SUPPLIED DATA =>
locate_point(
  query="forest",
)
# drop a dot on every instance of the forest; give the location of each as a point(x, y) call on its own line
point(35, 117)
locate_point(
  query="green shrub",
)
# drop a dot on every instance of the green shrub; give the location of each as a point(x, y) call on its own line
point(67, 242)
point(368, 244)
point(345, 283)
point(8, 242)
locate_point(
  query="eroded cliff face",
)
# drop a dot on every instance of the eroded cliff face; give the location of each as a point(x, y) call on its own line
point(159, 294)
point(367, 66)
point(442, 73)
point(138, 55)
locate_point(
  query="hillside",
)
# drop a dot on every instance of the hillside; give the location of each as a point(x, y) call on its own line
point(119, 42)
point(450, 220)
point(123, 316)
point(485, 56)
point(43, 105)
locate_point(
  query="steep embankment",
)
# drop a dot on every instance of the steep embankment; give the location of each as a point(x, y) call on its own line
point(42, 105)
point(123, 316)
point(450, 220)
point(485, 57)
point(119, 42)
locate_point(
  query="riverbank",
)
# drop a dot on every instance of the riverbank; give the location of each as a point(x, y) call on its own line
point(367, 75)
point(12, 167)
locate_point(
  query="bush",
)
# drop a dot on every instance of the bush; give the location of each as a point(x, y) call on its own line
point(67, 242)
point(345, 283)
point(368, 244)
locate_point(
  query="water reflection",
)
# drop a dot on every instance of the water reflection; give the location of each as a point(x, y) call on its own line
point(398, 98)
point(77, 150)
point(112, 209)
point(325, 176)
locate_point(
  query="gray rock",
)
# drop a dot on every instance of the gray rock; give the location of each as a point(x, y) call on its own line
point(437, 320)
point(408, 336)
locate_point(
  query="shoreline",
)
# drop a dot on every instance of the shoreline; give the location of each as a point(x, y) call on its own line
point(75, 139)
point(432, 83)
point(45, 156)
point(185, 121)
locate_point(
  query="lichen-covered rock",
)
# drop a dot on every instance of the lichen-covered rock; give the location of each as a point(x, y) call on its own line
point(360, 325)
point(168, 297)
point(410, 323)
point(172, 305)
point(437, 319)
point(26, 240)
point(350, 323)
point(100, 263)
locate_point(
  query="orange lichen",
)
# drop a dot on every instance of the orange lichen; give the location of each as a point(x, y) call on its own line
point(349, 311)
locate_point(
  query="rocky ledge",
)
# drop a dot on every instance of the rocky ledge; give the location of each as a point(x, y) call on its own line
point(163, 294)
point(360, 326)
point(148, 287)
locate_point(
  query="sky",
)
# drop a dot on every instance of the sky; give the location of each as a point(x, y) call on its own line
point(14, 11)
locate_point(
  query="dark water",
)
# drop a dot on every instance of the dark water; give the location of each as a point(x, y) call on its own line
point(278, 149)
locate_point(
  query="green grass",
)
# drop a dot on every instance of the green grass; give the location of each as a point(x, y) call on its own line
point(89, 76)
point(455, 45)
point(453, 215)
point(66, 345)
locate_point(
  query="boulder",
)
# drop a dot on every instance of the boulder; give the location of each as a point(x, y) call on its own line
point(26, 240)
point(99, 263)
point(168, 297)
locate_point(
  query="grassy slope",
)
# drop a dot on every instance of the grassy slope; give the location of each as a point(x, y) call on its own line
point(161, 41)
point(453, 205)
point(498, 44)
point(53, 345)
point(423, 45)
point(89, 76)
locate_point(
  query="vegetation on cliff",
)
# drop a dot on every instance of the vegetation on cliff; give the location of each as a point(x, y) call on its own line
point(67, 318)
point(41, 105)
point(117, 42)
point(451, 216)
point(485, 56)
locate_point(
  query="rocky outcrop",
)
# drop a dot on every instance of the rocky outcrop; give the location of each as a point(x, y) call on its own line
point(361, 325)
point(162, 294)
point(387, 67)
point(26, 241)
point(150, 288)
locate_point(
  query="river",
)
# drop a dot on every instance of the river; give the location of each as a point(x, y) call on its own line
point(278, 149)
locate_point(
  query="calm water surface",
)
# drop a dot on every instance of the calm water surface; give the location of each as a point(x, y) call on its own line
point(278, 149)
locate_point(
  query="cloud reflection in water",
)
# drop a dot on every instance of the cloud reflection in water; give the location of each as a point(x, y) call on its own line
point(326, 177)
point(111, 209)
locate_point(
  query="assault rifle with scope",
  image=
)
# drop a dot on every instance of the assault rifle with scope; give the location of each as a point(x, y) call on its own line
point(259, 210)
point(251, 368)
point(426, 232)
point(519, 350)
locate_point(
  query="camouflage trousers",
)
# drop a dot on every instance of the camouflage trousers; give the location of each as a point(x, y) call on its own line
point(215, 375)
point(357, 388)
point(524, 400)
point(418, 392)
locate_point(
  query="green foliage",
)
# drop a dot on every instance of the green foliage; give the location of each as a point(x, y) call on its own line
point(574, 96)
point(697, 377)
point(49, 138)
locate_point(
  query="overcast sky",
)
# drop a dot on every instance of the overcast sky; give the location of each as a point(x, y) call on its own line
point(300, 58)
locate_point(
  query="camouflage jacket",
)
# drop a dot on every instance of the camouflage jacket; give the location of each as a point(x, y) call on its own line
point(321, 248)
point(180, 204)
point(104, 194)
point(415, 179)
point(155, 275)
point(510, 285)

PROBLEM DETAILS => Copy the data above line for line, with no changes.

TASK SOLUTION =>
locate_point(
  query="forest",
)
# drop a dot on every instance of the forest; give the location of each as a point(x, y) call on its own line
point(35, 117)
locate_point(
  query="green shrub",
)
# drop a dot on every instance of the green shrub; give the location of each as a point(x, y) call on its own line
point(67, 242)
point(368, 244)
point(345, 283)
point(8, 242)
locate_point(
  query="eroded cliff face",
)
# drop a dot on every instance of the eroded cliff face; give the location of each as a point(x, y) call on its own line
point(159, 294)
point(367, 66)
point(442, 73)
point(138, 55)
locate_point(
  query="hillside",
)
# drop a dot on every instance of the hillside; give the location of each as a point(x, y) call on its own line
point(119, 42)
point(450, 220)
point(123, 316)
point(485, 56)
point(43, 105)
locate_point(
  query="steep embankment",
)
# drop a dot on every instance of the steep embankment; give the location of each as a point(x, y) call on its own line
point(42, 105)
point(123, 316)
point(450, 220)
point(485, 57)
point(119, 42)
locate_point(
  query="riverbank",
)
# drop a dot on every instance of the riverbank; give the location of each as a point(x, y) call on its own line
point(367, 75)
point(12, 167)
locate_point(
  query="bush",
)
# drop a dot on every instance of the bush; give the location of each as a point(x, y) call on its own line
point(67, 242)
point(345, 283)
point(368, 244)
locate_point(
  query="water reflection",
)
# drop a dot on every instance of the water reflection; give the location of each as a point(x, y) call on its own line
point(398, 98)
point(77, 150)
point(112, 209)
point(325, 176)
locate_point(
  query="gray rock",
)
# drop a dot on every instance of the gray rock; give the location of each as a point(x, y) call on its own line
point(437, 320)
point(408, 336)
locate_point(
  query="shoreline",
)
# drop a dot on every instance of the shoreline; give the location of each as a point(x, y) call on its own line
point(75, 139)
point(432, 83)
point(45, 156)
point(185, 121)
locate_point(
  query="lichen-covered rock",
)
# drop a dot on every instance of the lichen-covered rock; give the location of each as a point(x, y) call on its own line
point(360, 325)
point(168, 297)
point(410, 323)
point(172, 305)
point(437, 319)
point(26, 240)
point(350, 323)
point(100, 263)
locate_point(
  query="orange lichen",
)
# drop a dot on every instance of the orange lichen; give the location of each as a point(x, y) call on its own line
point(349, 311)
locate_point(
  query="rocky ledge",
)
# drop a dot on every instance of the rocky ledge; give the location of each as a point(x, y) call on its own line
point(163, 294)
point(360, 326)
point(148, 287)
locate_point(
  query="sky",
)
# drop a dot on every instance of the sky; give the location of each as a point(x, y) call on its own line
point(14, 11)
locate_point(
  query="dark water",
)
# drop a dot on every instance of the dark water; give the location of each as a point(x, y) call on its own line
point(278, 149)
locate_point(
  query="green grass",
)
# drop a dot on every instance of the green grass; give the location of each as a point(x, y) call on its own line
point(89, 76)
point(455, 45)
point(453, 215)
point(66, 345)
locate_point(
  query="boulder",
)
# drop a dot on every instance of the boulder; give the location of each as a point(x, y) call on its own line
point(26, 240)
point(99, 263)
point(168, 297)
locate_point(
  query="grassy slope",
)
# drop a dot on every instance of the grassy slope; give the location of each as a point(x, y) call on its own line
point(161, 41)
point(453, 205)
point(498, 44)
point(53, 345)
point(423, 45)
point(89, 76)
locate_point(
  query="vegetation on cliff",
)
# drop a dot on every instance of the vegetation on cliff; give the location of each as a point(x, y) call on its own line
point(67, 318)
point(41, 105)
point(117, 42)
point(451, 216)
point(485, 56)
locate_point(
  query="rocky outcrop",
)
# drop a dot on every instance of the rocky outcrop; give the location of each as a point(x, y) call on its own line
point(361, 325)
point(162, 294)
point(387, 67)
point(26, 241)
point(150, 288)
locate_point(
  query="river",
)
# drop a dot on every instance of the river; give the location of each as a point(x, y) call on its own line
point(278, 149)
locate_point(
  query="calm water surface",
)
# drop a dot on every instance of the calm water surface; give the location of each as a point(x, y) call on its own line
point(278, 149)
locate_point(
  query="cloud reflection in water",
)
# drop a dot on every instance of the cloud reflection in water; give the location of each as a point(x, y) call on its own line
point(326, 177)
point(111, 209)
locate_point(
  query="assault rifle with scope",
  image=
)
# drop a dot on every instance of the assault rifle with scope; give the location of each as a point(x, y) call on its own line
point(259, 210)
point(251, 368)
point(426, 232)
point(519, 350)
locate_point(
  query="camouflage trousers",
)
# drop a dot on every instance of the camouflage trousers; give the location of each as a point(x, y) call on its own line
point(215, 375)
point(357, 388)
point(524, 400)
point(418, 392)
locate_point(
  query="green foliage",
)
# drop a dot on every instance of the green foliage; give the location of each as a point(x, y) call on its own line
point(574, 96)
point(697, 377)
point(49, 138)
locate_point(
  query="overcast sky",
)
# drop a dot on every instance of the overcast sky; give the location of each as a point(x, y) call on its own line
point(300, 58)
locate_point(
  query="camouflage jacket",
)
# drop a dot on every instance of the camouflage jacket; give the location of each as a point(x, y) call on its own line
point(321, 248)
point(180, 204)
point(104, 194)
point(415, 179)
point(155, 275)
point(510, 285)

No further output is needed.